[Data records]
◆ ◆ ◆ ◆ ◆ ◆ ◆

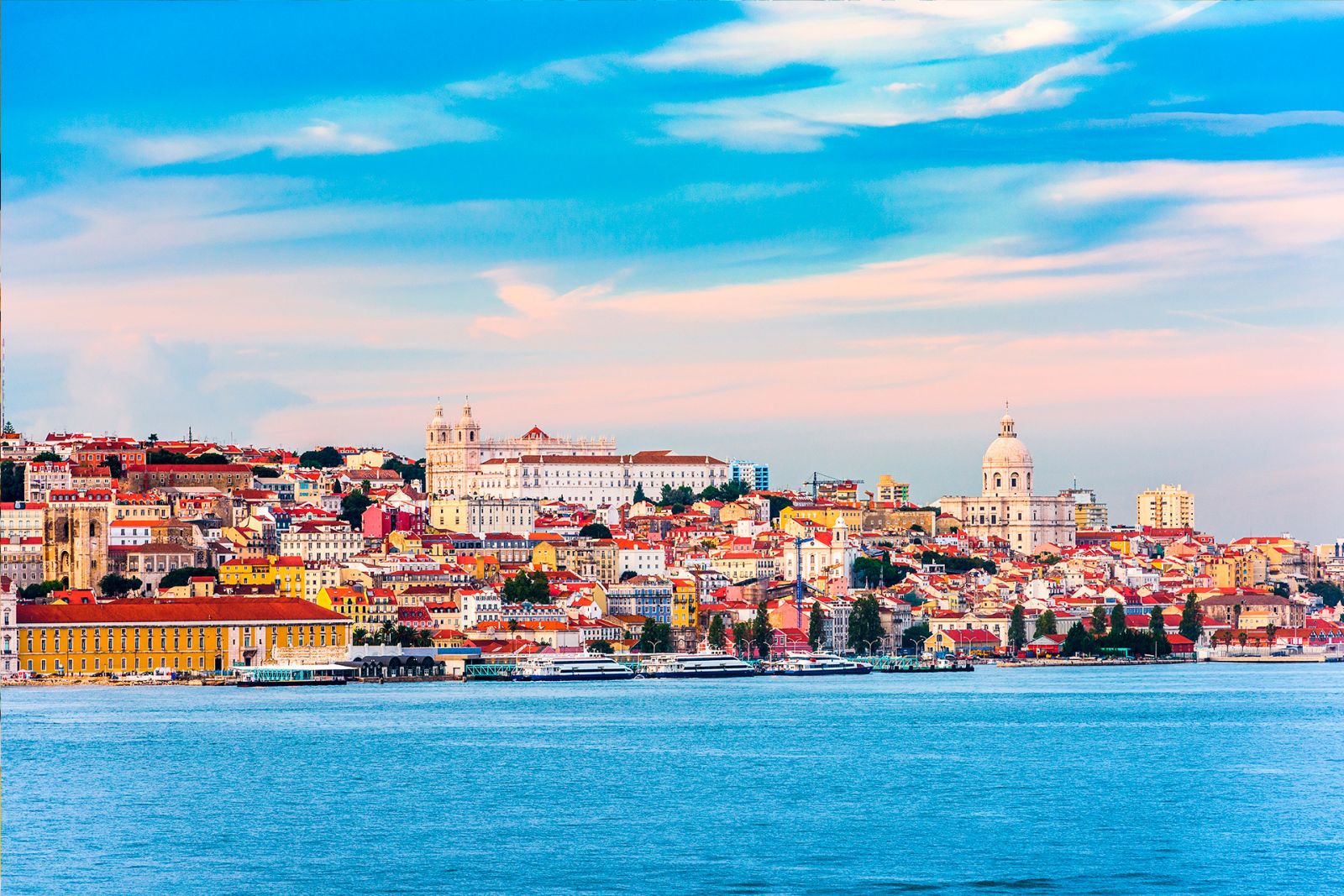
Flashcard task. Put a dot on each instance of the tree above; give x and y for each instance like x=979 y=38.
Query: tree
x=1077 y=641
x=1330 y=593
x=1117 y=620
x=1189 y=624
x=866 y=629
x=322 y=458
x=353 y=506
x=528 y=586
x=718 y=634
x=816 y=626
x=761 y=631
x=118 y=586
x=913 y=637
x=1018 y=627
x=655 y=637
x=741 y=638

◆ ◆ ◆ ◆ ◆ ◆ ◆

Copy all the data exactly as written, but skip any picture.

- _Expected answer_:
Flashcard task. Put a dot on each instance of the tree above; give x and y for each instance like x=979 y=38.
Query: tree
x=1077 y=641
x=1330 y=593
x=1117 y=620
x=1189 y=624
x=866 y=629
x=322 y=458
x=353 y=506
x=528 y=586
x=718 y=634
x=816 y=626
x=761 y=631
x=118 y=586
x=913 y=637
x=1018 y=627
x=655 y=637
x=741 y=638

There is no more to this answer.